[Coordinate annotation records]
•••

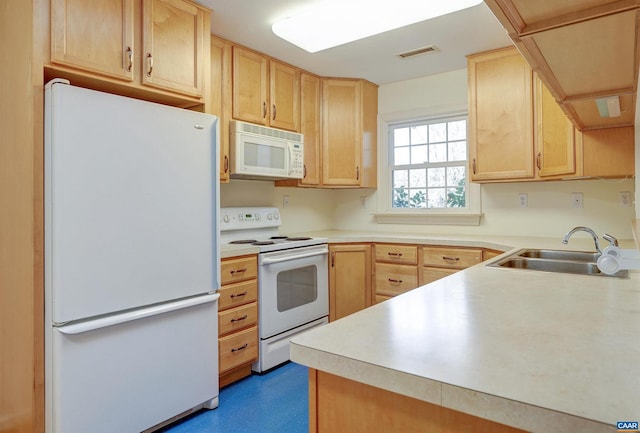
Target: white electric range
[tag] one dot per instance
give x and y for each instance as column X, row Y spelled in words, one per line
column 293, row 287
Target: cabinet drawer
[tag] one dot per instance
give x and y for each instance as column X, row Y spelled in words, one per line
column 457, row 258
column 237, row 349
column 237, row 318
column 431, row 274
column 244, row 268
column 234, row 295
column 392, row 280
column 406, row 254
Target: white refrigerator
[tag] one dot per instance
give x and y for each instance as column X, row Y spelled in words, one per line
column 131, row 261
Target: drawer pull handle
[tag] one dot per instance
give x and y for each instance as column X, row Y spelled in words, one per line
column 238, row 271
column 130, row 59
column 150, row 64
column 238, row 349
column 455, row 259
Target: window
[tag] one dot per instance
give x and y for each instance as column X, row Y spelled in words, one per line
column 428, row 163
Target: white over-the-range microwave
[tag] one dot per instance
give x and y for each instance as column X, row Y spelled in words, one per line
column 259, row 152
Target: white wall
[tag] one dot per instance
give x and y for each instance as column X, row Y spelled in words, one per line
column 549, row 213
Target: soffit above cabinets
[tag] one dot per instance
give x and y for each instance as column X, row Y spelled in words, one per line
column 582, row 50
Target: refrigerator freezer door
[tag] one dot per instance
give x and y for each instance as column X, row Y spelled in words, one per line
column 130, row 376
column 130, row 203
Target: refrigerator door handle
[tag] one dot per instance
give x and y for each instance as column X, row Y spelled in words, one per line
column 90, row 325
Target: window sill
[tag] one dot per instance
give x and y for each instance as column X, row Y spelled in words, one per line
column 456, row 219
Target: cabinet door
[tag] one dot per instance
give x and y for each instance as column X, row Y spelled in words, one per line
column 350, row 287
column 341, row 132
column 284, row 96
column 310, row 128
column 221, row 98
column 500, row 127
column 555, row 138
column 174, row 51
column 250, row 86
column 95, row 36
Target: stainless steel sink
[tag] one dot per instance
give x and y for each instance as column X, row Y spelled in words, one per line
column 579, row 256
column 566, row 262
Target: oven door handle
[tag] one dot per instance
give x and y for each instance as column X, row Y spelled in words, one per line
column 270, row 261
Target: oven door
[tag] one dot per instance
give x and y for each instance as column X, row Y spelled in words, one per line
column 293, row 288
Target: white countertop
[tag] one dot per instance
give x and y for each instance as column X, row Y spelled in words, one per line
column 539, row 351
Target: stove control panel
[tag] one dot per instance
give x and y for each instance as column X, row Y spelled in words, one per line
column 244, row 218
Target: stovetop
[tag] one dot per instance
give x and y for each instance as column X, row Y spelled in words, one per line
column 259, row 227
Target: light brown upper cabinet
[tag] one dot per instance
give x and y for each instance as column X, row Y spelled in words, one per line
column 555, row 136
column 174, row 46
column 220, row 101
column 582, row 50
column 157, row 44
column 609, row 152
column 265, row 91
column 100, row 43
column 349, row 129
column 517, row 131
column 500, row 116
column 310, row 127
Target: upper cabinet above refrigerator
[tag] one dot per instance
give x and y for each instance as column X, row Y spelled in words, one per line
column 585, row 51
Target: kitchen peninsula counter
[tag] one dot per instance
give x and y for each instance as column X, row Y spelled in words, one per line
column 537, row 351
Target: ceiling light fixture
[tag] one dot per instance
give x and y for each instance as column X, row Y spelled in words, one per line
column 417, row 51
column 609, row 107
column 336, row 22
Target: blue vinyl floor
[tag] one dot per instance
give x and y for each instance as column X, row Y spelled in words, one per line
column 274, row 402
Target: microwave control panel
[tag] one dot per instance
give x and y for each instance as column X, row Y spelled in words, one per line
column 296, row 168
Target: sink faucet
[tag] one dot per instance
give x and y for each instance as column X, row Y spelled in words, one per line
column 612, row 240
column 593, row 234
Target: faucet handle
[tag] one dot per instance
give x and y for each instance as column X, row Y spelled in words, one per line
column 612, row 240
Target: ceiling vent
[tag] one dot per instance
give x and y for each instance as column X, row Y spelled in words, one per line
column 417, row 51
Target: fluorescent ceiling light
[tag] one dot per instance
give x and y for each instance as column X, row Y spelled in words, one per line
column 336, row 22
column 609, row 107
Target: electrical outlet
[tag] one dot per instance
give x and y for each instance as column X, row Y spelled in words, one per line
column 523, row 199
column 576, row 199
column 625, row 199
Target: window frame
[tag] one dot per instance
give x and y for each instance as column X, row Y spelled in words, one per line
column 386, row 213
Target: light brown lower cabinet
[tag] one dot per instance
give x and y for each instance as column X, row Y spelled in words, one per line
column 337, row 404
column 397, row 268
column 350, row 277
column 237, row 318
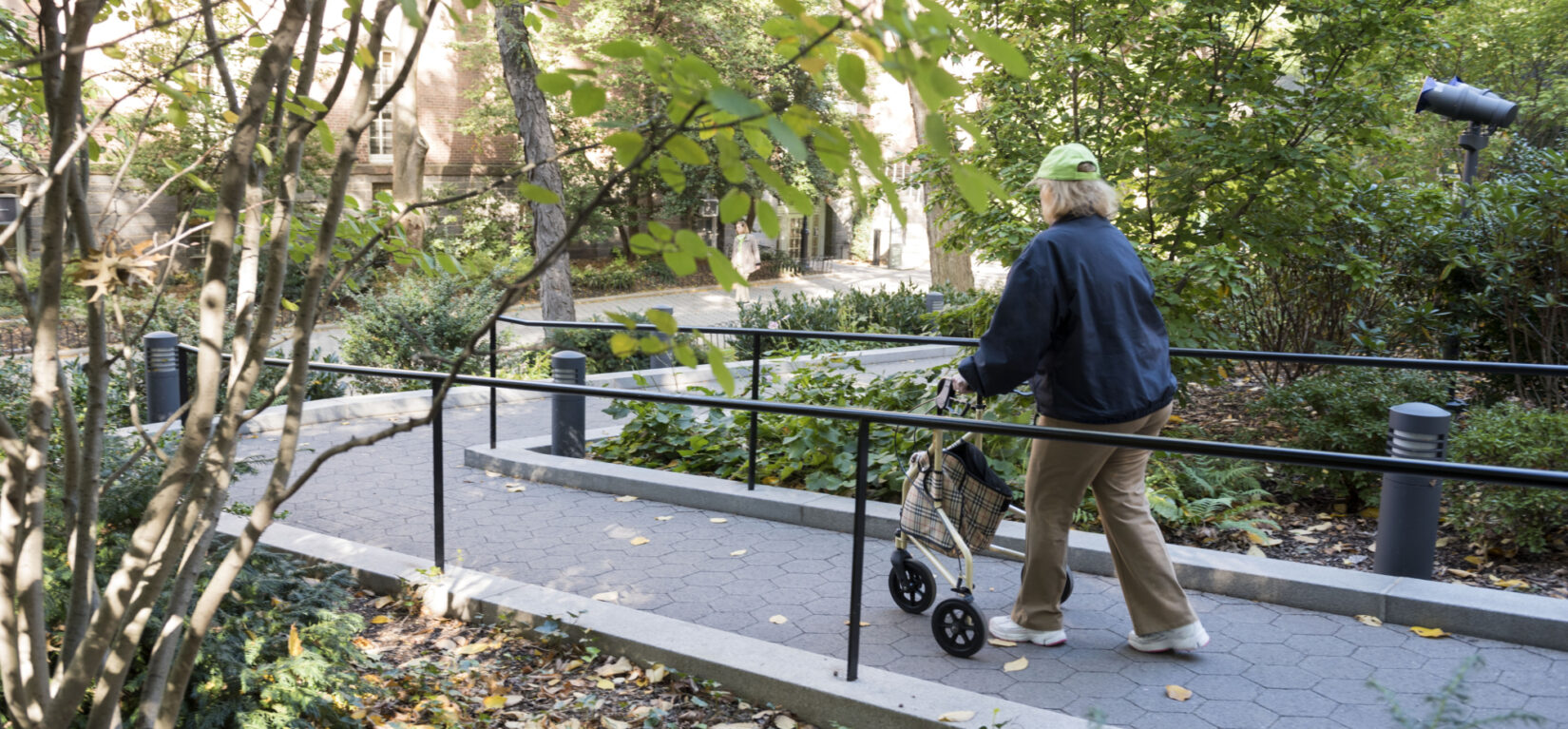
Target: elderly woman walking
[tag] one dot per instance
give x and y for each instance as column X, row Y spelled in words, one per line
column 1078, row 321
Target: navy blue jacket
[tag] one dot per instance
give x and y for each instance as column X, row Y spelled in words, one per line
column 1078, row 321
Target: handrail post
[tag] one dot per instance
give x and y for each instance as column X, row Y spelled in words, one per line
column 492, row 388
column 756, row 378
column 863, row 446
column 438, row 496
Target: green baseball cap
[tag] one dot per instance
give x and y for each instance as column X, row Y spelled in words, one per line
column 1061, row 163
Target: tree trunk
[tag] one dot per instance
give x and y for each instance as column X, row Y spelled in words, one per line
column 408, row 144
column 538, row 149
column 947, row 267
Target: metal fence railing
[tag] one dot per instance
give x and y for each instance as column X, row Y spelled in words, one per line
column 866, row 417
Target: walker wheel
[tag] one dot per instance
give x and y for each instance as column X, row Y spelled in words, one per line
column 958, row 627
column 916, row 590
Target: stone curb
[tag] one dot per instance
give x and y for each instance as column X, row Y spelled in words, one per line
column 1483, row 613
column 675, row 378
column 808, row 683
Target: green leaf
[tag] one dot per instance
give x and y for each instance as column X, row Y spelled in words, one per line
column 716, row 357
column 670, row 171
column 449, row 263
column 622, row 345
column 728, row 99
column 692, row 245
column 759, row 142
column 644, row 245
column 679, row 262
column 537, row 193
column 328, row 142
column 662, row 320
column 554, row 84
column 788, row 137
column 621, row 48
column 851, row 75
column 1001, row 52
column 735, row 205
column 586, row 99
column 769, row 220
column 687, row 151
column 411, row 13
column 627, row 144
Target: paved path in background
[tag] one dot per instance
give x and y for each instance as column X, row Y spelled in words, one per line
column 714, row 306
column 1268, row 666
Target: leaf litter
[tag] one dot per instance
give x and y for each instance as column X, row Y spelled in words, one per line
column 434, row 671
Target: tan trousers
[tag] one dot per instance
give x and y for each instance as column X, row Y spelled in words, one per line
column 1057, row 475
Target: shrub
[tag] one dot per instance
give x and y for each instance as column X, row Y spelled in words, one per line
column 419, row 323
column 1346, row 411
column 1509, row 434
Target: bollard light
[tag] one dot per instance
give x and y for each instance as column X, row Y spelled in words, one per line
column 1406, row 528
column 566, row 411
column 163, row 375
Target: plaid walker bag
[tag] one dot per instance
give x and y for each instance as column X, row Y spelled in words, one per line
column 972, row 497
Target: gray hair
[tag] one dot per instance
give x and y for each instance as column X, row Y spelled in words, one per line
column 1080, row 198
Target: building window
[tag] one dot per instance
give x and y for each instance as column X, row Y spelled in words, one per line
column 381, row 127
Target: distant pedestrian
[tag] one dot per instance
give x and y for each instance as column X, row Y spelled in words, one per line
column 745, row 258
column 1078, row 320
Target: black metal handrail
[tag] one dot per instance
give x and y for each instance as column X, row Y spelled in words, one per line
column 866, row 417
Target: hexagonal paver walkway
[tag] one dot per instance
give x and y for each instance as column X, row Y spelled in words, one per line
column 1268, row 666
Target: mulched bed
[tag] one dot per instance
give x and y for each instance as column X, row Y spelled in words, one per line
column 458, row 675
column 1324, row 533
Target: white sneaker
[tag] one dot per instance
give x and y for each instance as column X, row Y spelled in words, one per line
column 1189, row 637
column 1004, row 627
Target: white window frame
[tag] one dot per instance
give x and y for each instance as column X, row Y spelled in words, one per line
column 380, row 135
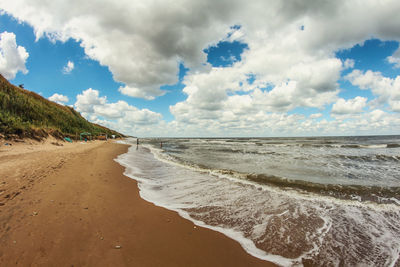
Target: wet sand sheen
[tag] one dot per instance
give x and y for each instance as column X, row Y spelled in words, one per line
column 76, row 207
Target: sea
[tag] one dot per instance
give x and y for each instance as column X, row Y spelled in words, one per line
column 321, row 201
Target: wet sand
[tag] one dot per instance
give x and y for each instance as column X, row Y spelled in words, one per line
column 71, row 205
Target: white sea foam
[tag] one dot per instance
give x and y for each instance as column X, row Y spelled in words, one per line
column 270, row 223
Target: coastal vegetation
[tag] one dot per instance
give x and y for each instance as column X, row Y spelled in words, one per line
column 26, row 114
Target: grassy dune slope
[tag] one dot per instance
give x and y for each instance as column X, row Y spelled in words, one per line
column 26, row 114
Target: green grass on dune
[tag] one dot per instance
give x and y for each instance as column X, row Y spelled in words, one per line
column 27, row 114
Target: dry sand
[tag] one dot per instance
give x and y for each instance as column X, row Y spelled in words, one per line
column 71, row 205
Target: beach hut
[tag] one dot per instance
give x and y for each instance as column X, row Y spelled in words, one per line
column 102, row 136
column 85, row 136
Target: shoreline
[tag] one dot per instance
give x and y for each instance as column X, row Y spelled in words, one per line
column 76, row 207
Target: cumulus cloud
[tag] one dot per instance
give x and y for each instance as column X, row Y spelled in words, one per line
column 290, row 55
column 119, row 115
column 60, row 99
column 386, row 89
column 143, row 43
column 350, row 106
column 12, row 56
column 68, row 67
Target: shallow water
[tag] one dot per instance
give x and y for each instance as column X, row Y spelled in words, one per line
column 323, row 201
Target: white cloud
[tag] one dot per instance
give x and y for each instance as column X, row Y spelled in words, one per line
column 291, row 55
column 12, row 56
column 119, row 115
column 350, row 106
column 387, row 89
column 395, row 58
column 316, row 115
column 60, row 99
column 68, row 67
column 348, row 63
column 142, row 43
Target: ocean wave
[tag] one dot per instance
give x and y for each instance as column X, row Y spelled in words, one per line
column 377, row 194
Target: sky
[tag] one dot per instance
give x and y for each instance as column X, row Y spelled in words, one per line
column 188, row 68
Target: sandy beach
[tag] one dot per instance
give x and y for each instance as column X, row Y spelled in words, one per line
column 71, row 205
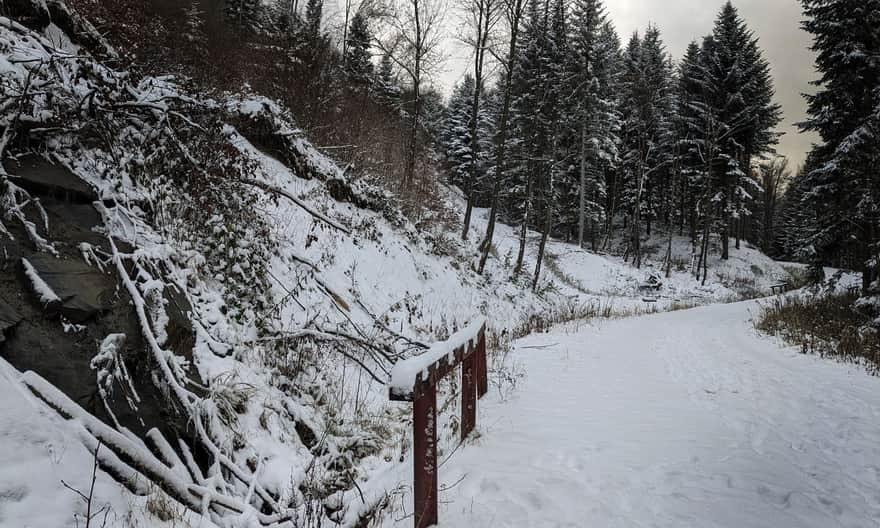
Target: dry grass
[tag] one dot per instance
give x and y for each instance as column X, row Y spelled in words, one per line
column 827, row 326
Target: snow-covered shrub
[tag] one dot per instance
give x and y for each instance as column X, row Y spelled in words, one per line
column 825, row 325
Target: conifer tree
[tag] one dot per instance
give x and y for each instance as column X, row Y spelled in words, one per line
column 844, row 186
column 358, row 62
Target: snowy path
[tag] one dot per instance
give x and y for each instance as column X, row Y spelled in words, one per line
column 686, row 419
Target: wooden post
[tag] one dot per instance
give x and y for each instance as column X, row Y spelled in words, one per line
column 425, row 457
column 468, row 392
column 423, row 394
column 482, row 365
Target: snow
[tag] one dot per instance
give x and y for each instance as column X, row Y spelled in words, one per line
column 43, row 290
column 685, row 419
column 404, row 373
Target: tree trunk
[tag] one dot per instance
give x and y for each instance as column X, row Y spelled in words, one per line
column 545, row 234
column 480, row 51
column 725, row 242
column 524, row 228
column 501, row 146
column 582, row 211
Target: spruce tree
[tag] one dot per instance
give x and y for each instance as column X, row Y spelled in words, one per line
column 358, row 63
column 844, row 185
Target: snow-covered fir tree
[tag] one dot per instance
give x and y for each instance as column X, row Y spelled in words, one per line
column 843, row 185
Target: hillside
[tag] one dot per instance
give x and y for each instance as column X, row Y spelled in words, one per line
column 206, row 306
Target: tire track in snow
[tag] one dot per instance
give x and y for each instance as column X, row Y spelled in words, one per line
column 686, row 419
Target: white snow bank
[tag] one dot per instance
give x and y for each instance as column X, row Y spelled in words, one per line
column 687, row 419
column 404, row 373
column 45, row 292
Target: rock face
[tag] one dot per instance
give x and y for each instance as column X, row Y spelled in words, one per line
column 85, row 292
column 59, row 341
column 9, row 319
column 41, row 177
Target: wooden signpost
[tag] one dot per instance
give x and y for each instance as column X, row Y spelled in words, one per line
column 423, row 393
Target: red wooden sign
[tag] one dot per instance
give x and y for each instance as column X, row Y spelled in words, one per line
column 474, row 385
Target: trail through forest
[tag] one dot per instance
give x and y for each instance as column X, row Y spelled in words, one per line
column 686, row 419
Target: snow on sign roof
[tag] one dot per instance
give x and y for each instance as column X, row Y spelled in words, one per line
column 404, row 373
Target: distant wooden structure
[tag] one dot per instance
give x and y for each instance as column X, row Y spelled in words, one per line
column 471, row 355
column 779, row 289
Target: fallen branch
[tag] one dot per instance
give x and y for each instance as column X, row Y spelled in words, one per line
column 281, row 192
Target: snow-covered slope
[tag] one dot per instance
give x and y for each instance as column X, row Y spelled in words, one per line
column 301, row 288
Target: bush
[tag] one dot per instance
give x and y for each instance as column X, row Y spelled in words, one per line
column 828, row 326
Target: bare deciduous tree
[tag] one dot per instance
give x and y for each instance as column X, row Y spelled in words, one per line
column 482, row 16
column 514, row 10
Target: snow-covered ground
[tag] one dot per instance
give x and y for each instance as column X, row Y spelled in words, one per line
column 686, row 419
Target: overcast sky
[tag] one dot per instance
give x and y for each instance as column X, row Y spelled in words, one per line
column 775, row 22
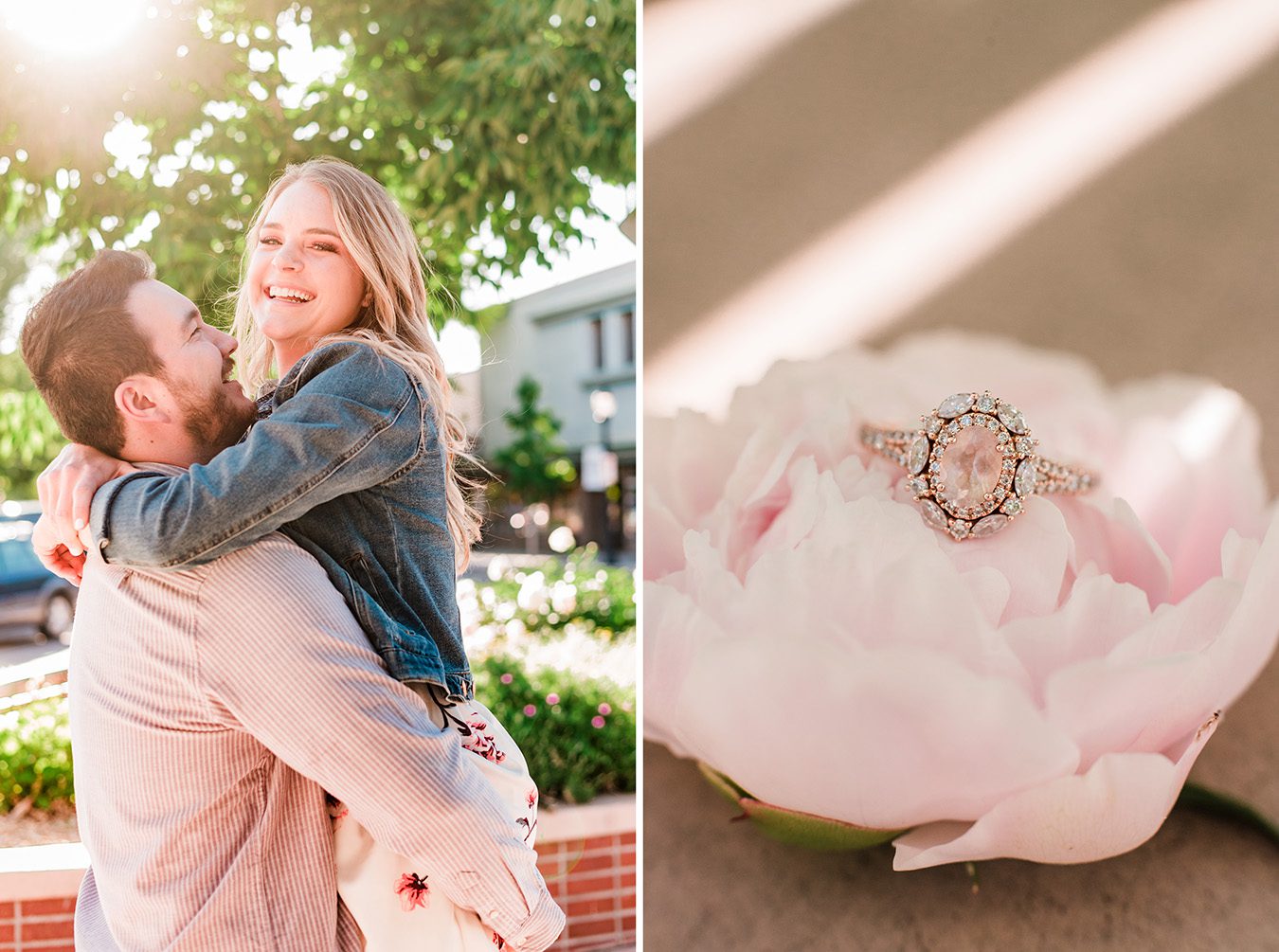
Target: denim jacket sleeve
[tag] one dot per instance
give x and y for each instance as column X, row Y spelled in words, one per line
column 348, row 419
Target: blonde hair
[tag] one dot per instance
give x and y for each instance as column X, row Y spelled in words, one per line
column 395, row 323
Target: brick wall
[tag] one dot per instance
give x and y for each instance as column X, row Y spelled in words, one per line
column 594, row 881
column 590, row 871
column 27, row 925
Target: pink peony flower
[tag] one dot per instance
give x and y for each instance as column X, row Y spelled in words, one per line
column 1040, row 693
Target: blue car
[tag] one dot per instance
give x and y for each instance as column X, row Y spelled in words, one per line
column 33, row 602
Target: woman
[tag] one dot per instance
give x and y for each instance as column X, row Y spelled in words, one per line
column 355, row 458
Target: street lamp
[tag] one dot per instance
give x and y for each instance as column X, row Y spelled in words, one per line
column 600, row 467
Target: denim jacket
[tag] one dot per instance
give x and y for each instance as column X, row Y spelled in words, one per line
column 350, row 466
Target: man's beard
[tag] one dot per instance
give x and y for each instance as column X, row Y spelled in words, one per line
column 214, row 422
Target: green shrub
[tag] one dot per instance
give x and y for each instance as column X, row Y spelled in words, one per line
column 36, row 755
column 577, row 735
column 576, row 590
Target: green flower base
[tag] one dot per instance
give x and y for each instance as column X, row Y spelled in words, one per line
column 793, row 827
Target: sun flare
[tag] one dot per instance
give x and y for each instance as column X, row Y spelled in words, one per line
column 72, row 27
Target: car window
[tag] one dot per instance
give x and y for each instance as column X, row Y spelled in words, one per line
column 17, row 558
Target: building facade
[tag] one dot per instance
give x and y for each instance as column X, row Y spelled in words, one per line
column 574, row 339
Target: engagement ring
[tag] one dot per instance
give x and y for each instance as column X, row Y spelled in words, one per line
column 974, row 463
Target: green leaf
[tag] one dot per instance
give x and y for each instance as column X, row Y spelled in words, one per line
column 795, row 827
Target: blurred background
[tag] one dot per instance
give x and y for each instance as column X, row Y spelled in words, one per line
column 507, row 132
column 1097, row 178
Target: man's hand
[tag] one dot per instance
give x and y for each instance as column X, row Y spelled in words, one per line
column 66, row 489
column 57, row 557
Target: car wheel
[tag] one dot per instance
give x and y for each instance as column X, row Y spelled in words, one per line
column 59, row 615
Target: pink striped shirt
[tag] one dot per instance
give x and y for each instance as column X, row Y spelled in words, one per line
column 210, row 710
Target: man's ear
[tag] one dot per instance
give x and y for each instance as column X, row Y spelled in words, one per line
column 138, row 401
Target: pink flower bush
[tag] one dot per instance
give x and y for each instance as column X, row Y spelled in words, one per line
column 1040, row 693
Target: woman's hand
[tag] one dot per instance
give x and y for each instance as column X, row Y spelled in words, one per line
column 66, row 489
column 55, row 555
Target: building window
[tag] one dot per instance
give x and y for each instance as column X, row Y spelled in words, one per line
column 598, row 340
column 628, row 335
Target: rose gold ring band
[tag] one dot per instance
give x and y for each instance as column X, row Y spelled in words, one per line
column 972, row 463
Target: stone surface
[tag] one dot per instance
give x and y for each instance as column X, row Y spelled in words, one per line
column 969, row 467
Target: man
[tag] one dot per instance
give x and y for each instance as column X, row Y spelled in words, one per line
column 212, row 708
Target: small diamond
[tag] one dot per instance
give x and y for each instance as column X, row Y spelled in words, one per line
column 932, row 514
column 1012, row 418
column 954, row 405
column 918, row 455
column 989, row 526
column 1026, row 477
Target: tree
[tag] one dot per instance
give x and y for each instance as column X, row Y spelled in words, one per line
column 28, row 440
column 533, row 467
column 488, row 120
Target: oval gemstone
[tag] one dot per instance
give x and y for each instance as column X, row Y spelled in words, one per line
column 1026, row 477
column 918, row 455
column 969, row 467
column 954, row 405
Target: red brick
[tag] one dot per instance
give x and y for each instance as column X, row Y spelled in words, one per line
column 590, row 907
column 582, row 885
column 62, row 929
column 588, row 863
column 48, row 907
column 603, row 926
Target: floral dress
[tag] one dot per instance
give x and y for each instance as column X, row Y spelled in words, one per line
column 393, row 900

•••

# Task description
Transcribe the entries from the line containing "Target: rock face" down to the line containing "column 41, row 177", keeping every line exactly as it appears.

# The output
Target: rock face
[tag] one dot per instance
give x and y for each instance as column X, row Y spelled in words, one per line
column 85, row 292
column 59, row 341
column 9, row 319
column 41, row 177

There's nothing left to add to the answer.